• Work to complete:
- a) List every speaker quoted by name in the article on the plastic treaty talks, with the job title given for each.
- b) According to the article on the plastic treaty talks, how many countries sent delegates to the Paris meeting?
- c) From the article on the plastic treaty talks, print everything from "At Circularity 23’s" down to "and legally binding.".

At Circularity 23’s opening keynotes last week in Seattle, participants got a hot-off-the-press dispatch from speakers who were on the ground at the global plastic treaty negotiations held in Paris the previous week. Referred to as "INC-2," the Paris meeting hosted the second round of negotiations for the UN Global Treaty to End Plastic Pollution, with delegates from 180 countries participating.
The keynote speakers at Circularity 23 were buoyed, and somewhat sleep-deprived, by the talks, which concluded with most countries agreeing to core treaty elements, including that any treaty be global and legally binding.
"(I'm) riding the wave," said Liz Nichols, foreign service officer at the U.S. State Department, who had arrived in Seattle from France just 12 hours prior.
"A lot of once in a lifetime, goosebump-raising moments," remarked Allison Lin, global vice president of packaging sustainability at Mars.
"It's a big deal, and it will impact everyone in this room in one way or another," said Rob Opsomer, executive lead for plastics and finance at Ellen MacArthur Foundation.
U.N. delegates will reconvene in November in Kenya to continue hammering out the details. The goal is to put a treaty in place in 2025.
"This process may have the image of being slow, but this one is actually going really, very fast," Opsomer said.

• Extracted records:
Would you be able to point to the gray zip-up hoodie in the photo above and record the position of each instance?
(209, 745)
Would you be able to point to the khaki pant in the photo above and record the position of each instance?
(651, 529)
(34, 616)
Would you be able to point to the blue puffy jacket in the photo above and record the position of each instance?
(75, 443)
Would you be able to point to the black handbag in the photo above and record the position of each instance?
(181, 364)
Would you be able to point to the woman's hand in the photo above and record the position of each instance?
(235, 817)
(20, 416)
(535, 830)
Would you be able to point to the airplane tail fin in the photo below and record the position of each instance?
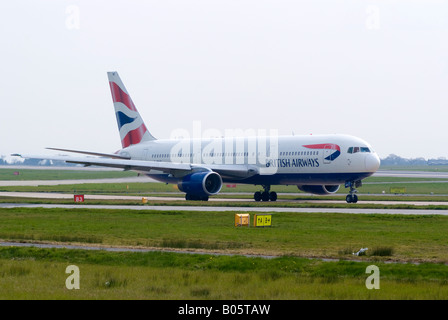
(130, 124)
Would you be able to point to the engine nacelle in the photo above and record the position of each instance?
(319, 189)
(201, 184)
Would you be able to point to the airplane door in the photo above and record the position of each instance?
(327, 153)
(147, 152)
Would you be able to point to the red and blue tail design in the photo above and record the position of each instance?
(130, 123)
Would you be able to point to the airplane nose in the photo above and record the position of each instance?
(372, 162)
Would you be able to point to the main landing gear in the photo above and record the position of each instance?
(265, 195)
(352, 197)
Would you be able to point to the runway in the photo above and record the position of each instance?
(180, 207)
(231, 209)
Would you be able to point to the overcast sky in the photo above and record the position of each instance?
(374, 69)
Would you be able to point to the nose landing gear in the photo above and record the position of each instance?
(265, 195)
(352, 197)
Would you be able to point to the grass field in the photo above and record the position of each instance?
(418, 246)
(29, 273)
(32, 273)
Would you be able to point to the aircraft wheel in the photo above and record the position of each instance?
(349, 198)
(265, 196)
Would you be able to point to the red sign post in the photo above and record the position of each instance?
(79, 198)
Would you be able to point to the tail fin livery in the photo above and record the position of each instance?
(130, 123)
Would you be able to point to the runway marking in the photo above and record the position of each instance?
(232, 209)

• Answers below:
- a)
Liz Nichols, foreign service officer at the U.S. State Department
Allison Lin, global vice president of packaging sustainability at Mars
Rob Opsomer, executive lead for plastics and finance at Ellen MacArthur Foundation

- b) 180 countries.

- c)
At Circularity 23’s opening keynotes last week in Seattle, participants got a hot-off-the-press dispatch from speakers who were on the ground at the global plastic treaty negotiations held in Paris the previous week. Referred to as "INC-2," the Paris meeting hosted the second round of negotiations for the UN Global Treaty to End Plastic Pollution, with delegates from 180 countries participating.
The keynote speakers at Circularity 23 were buoyed, and somewhat sleep-deprived, by the talks, which concluded with most countries agreeing to core treaty elements, including that any treaty be global and legally binding.